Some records
· · · · · · ·

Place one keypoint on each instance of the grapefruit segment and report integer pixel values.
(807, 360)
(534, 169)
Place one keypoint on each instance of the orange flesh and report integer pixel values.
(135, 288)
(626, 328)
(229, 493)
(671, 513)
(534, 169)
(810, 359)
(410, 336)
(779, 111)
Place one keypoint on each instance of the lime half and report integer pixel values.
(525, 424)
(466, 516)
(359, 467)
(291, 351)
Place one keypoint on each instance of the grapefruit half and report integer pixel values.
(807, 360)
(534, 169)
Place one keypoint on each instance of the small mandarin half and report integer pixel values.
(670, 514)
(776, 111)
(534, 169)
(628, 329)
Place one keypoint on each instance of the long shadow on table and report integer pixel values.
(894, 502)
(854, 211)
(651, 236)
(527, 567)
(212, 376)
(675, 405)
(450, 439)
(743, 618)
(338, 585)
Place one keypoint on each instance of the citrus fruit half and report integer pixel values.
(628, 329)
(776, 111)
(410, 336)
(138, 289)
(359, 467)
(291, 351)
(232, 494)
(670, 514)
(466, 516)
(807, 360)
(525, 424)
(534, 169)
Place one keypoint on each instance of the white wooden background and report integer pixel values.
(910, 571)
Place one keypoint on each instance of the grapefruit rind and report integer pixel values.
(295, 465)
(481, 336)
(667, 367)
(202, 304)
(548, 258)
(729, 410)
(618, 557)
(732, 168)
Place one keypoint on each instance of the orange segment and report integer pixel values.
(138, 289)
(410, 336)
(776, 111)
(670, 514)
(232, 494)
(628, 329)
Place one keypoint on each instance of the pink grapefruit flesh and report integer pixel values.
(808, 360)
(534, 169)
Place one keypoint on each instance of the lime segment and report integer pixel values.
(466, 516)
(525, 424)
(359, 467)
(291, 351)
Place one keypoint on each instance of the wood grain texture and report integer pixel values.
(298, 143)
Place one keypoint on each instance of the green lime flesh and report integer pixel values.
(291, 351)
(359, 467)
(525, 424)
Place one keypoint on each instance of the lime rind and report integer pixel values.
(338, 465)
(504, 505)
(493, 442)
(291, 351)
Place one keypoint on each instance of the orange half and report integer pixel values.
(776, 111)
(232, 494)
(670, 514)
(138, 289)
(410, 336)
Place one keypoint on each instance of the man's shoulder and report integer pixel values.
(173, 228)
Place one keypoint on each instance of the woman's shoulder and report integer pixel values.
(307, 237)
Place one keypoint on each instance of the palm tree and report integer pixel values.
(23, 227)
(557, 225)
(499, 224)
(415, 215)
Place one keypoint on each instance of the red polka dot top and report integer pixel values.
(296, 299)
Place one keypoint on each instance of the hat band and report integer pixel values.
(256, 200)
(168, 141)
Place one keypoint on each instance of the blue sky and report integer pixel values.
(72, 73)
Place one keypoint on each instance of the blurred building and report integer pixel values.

· · · · · · ·

Set task: Extract the lines above and reproduce them word for word.

Result of the task:
Place one keypoint on each instance of the grapefruit segment and report integer pixel values.
(807, 360)
(534, 169)
Place one keypoint on each instance of the orange flesh and report integer pixel values.
(135, 288)
(626, 328)
(229, 493)
(671, 513)
(534, 169)
(810, 359)
(410, 336)
(779, 111)
Place one keypoint on each instance of the lime half and report integer pixel values.
(525, 424)
(466, 516)
(359, 467)
(291, 351)
Place one keypoint on each instance of the grapefruit half and report integer pixel values.
(807, 360)
(534, 169)
Place one keypoint on each instance of the small mandarin half and report integer pixel values.
(670, 514)
(776, 111)
(534, 169)
(628, 329)
Place one keypoint on each instance of the long shadow on table and report integer pixel values.
(894, 502)
(854, 211)
(651, 236)
(527, 567)
(212, 376)
(675, 405)
(450, 439)
(743, 618)
(338, 585)
Place one keypoint on each instance of the citrus fruit half and report integer pixel values.
(628, 329)
(776, 111)
(410, 336)
(138, 289)
(359, 467)
(291, 351)
(232, 494)
(670, 514)
(466, 516)
(807, 360)
(525, 424)
(534, 169)
Place one keypoint on each instance of the white wooden background and report integer pixel values.
(910, 571)
Place one keypoint on each instance of the grapefruit rind and report integer pixel values.
(295, 465)
(481, 336)
(667, 367)
(202, 304)
(548, 258)
(729, 410)
(618, 557)
(732, 168)
Place one keypoint on each instance of the orange segment and report integer pixel values.
(138, 289)
(410, 336)
(776, 111)
(670, 514)
(232, 494)
(628, 329)
Place one keypoint on each instance of the pink grapefruit flesh and report integer pixel values.
(808, 360)
(534, 169)
Place one keypoint on each instance of the lime segment and report integer pixel values.
(466, 516)
(525, 424)
(359, 467)
(291, 351)
Place one keypoint on each instance of the wood grain texture and report integer pixel values.
(298, 143)
Place one keypoint on each instance of the green lime flesh and report integer pixel values.
(291, 351)
(359, 467)
(525, 424)
Place one keypoint on each instance of the lime rind and report integer pixel values.
(338, 465)
(504, 505)
(493, 442)
(291, 351)
Place one keypoint on each instance of the orange half and report integer pixel values.
(776, 111)
(232, 494)
(670, 514)
(138, 289)
(410, 336)
Place one keypoint on each instance of the man's shoulder and report integer pixel values.
(173, 228)
Place one keypoint on each instance of the woman's shoulder and report integer pixel values.
(307, 237)
Place one keypoint on each instance of the palm tree and report integer pixel values.
(23, 227)
(557, 225)
(499, 224)
(415, 215)
Place one keypoint on each instance of the red polka dot top and report integer pixel values.
(296, 299)
Place one keypoint on each instance of the hat band and report integer pixel values.
(256, 200)
(168, 141)
Place one keypoint on each instance of the blue sky and report integer pixel values.
(72, 73)
Place one keypoint on each instance of the blurred building and report integer pixel values.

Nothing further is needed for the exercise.